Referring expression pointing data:
<<<<
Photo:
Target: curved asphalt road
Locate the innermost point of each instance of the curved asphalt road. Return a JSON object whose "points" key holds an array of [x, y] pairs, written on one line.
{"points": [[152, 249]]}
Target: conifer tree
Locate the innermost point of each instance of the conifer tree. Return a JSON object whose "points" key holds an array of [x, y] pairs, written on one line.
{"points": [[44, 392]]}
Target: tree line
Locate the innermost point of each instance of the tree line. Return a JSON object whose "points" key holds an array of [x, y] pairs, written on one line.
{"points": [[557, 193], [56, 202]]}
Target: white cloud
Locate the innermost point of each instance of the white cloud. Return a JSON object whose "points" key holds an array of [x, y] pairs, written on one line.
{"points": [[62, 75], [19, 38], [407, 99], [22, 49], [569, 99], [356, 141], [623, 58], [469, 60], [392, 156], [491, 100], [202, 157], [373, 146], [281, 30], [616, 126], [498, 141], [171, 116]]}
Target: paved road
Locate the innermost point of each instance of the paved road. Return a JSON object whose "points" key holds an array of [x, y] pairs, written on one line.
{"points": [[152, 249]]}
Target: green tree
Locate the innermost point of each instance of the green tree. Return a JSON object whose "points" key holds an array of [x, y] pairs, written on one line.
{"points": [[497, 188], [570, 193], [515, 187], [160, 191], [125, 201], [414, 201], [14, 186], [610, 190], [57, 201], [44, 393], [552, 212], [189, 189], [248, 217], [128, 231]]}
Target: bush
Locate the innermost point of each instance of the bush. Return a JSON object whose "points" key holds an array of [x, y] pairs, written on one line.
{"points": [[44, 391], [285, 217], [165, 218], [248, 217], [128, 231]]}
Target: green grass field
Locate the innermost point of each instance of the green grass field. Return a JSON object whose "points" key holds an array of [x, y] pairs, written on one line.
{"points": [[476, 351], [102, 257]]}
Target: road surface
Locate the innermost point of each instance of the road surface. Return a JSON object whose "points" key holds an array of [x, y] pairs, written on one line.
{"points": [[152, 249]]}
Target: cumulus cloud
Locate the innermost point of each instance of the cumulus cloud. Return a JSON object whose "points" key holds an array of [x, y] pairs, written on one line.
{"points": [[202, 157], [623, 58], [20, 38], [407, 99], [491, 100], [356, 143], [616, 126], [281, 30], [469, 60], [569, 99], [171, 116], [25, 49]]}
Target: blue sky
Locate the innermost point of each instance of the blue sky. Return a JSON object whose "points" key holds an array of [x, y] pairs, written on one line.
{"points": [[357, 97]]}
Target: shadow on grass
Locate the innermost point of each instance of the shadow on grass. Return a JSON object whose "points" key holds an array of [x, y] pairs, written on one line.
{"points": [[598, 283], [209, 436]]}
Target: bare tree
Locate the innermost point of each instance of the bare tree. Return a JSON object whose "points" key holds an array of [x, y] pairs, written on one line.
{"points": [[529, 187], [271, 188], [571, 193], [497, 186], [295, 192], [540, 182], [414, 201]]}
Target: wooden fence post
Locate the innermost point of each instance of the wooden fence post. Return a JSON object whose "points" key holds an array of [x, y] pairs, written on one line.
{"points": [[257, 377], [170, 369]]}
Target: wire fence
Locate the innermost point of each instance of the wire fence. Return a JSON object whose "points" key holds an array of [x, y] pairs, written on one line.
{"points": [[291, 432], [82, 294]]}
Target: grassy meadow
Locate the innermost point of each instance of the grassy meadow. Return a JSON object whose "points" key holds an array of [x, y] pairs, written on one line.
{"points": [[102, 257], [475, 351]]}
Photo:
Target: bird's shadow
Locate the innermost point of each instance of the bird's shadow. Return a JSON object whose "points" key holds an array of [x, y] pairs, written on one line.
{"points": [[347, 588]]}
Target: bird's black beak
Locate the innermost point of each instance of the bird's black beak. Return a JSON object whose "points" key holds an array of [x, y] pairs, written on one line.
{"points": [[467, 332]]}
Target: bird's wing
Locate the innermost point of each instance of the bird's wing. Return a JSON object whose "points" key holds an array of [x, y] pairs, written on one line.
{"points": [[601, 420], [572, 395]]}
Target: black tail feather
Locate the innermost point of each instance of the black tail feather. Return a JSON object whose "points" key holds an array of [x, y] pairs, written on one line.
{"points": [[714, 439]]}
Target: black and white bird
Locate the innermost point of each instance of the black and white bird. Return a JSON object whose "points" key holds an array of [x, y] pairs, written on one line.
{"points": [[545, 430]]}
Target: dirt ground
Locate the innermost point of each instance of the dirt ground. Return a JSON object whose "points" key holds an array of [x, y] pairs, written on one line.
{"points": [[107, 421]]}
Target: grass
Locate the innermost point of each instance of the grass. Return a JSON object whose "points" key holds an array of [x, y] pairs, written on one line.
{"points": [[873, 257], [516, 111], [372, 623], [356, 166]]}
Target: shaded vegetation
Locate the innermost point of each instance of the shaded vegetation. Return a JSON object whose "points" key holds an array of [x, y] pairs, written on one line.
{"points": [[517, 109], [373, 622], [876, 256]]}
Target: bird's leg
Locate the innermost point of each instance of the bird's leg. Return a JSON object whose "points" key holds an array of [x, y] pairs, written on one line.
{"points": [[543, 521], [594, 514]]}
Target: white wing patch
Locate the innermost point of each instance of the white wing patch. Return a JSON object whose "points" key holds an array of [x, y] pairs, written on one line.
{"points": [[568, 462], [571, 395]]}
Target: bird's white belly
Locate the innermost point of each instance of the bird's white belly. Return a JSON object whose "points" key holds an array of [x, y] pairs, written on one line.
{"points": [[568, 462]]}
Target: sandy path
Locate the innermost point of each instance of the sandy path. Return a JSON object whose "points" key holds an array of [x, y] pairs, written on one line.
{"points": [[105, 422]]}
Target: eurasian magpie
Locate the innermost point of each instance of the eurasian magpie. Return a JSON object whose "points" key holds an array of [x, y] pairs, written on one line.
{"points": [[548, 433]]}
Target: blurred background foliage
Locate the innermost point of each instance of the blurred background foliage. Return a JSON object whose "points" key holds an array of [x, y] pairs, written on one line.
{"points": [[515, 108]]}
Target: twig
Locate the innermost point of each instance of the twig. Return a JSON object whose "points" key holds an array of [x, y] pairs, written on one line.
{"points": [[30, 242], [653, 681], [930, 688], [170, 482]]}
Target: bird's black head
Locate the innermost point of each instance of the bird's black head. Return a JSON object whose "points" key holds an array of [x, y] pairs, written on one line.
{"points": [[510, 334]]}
>>>>
Among the records above, a stretch begins at the line containing "Locate the innermost point of each instance of the black and" and ends at the line containing "Target: dirt ground". Restate that stretch word for word, and nothing else.

◆ **Exercise result**
Locate the innermost point of each instance of the black and white bird. Return a JSON object whose "points" key holds an array of [x, y] pairs, written on one line.
{"points": [[545, 430]]}
Target: dirt ground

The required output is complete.